BEGIN EXTRACTED TEXT
# MIDIssonance Omnisphere Movado - Available Now



## Vin (Aug 25, 2017)

Hey folks,

Announcing the next *MIDIssonance* soundset for Omni 2 - *Omnisphere Movado*.







*Omnisphere Movado* is a soundset for Spectrasonics' power synth Omnisphere 2, containing 128 cinematic patches. *Omnisphere Movado* is all about rhythm, drive and movement. Just like Omnisphere Kinejo, *Movado* takes the "hybrid" approach – patches are designed both with Omnisphere's soundsources and 30 new unique sounding synth soundsources, carefully recorded and processed for use within Omnisphere's powerful engine.

While Omnisphere 2 is not a full-blown sampler like Native Instruments Kontakt or UVI Workstation, its powerful import and processing capabilities allow for much creativity when using any soundsource, simple or complex. A rare Korg synth, Arturia MiniBrute and several other synthesizers were used in soundsource creation process. Patches are made with cinematic music in mind, but they’re also very suitable for electronic and ambient.

Ranging from calm and subtle to driving and thunderous, patches are designed to instantly spark new ideas and add movement to the existing ones out-of-the-box.
END EXTRACTED TEXT
BEGIN DATASET EXCERPTS
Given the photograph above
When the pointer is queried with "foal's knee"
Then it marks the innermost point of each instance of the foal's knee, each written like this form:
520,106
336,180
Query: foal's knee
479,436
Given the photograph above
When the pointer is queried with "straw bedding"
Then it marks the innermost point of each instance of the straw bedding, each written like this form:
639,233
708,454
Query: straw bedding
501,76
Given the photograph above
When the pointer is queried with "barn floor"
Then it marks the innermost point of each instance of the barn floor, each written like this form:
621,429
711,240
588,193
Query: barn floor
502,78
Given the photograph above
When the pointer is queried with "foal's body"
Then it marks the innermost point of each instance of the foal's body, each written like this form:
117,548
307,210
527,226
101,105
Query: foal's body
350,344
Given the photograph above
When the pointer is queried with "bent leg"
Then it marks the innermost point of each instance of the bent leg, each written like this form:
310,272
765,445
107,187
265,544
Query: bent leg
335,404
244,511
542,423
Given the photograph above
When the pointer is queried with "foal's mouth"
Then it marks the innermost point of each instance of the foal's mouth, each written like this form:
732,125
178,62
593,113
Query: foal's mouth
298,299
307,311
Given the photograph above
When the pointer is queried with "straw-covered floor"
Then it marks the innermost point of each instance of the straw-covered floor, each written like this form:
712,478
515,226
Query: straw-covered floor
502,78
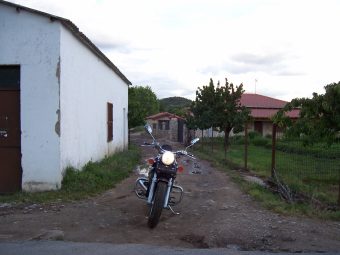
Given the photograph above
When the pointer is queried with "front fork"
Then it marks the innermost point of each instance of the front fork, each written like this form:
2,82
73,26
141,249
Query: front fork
152,190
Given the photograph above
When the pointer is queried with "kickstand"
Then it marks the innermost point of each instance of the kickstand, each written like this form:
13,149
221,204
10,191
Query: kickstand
172,210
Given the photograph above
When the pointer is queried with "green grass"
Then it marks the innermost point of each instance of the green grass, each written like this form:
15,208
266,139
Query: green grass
315,176
94,178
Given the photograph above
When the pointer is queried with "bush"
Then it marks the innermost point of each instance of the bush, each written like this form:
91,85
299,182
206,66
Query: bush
260,141
253,134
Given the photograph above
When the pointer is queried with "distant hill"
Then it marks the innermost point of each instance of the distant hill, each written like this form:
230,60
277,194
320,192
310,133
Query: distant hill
170,103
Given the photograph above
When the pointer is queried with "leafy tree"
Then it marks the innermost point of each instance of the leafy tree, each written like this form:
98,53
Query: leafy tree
203,106
142,103
230,114
319,116
220,107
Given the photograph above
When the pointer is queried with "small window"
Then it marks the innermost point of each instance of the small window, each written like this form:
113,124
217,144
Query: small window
9,77
163,124
109,122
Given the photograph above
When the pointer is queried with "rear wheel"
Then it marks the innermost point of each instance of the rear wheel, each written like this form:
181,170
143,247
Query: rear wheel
157,206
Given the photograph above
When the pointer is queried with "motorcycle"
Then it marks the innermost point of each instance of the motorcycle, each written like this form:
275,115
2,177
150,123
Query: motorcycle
157,187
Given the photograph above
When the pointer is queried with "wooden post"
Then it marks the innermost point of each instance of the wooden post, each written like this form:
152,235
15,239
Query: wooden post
273,149
246,146
339,190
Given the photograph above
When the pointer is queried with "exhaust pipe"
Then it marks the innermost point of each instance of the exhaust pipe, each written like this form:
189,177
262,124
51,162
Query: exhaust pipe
141,188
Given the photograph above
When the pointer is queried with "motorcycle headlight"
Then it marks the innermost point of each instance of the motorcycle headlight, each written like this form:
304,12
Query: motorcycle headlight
168,158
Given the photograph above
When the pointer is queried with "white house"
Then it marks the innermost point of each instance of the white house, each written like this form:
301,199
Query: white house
62,101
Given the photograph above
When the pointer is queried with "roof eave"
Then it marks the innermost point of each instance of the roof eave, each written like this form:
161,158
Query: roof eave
75,30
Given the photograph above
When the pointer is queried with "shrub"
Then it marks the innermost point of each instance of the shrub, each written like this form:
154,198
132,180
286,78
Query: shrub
253,134
260,141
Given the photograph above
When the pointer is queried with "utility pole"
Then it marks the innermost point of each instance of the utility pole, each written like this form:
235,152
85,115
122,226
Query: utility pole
255,84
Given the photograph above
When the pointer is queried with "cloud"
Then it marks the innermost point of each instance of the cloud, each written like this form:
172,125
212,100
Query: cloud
258,60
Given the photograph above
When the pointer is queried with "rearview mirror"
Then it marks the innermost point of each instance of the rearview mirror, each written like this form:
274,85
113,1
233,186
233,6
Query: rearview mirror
194,141
148,128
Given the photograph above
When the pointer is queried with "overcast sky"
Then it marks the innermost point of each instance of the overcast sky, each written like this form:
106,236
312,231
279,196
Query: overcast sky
291,47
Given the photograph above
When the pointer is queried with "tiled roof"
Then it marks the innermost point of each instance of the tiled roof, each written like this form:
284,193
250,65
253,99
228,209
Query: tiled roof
259,101
75,31
263,107
164,114
268,113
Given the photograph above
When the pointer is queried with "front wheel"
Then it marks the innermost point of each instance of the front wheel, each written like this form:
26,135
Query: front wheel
157,205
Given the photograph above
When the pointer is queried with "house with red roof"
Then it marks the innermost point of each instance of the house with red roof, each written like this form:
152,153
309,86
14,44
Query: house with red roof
263,108
168,125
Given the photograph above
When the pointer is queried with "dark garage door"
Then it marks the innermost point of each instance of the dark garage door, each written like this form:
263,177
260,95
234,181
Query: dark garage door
10,132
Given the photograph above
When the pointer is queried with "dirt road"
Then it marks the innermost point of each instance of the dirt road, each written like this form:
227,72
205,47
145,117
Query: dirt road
214,213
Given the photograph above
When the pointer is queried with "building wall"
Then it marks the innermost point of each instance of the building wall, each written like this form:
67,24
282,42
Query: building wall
32,41
87,85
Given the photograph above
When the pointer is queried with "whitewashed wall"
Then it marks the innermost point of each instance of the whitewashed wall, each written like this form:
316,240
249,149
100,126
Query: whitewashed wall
32,41
87,85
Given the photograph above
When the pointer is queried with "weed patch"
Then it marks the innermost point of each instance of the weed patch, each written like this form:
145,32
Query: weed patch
94,178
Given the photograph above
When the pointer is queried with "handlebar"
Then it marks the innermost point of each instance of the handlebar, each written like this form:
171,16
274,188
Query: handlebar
159,148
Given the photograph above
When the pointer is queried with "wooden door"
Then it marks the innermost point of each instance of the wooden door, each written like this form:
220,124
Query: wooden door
10,132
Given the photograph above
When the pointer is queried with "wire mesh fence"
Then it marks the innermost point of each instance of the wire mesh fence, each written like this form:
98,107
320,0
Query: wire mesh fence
311,172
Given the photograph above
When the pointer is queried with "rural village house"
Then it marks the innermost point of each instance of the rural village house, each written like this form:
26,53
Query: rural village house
END DATASET EXCERPTS
PROBLEMS TO WORK ON
**a.** Copy out the passage of the Omnisphere Movado announcement from "## Vin (Aug" to "Omnisphere's powerful engine.".
**b.** According to the Omnisphere Movado announcement, how many new synth soundsources were created for the soundset?

OUTPUTS IN ORDER
**a.**
## Vin (Aug 25, 2017)

Hey folks,

Announcing the next *MIDIssonance* soundset for Omni 2 - *Omnisphere Movado*.







*Omnisphere Movado* is a soundset for Spectrasonics' power synth Omnisphere 2, containing 128 cinematic patches. *Omnisphere Movado* is all about rhythm, drive and movement. Just like Omnisphere Kinejo, *Movado* takes the "hybrid" approach – patches are designed both with Omnisphere's soundsources and 30 new unique sounding synth soundsources, carefully recorded and processed for use within Omnisphere's powerful engine.

**b.** 30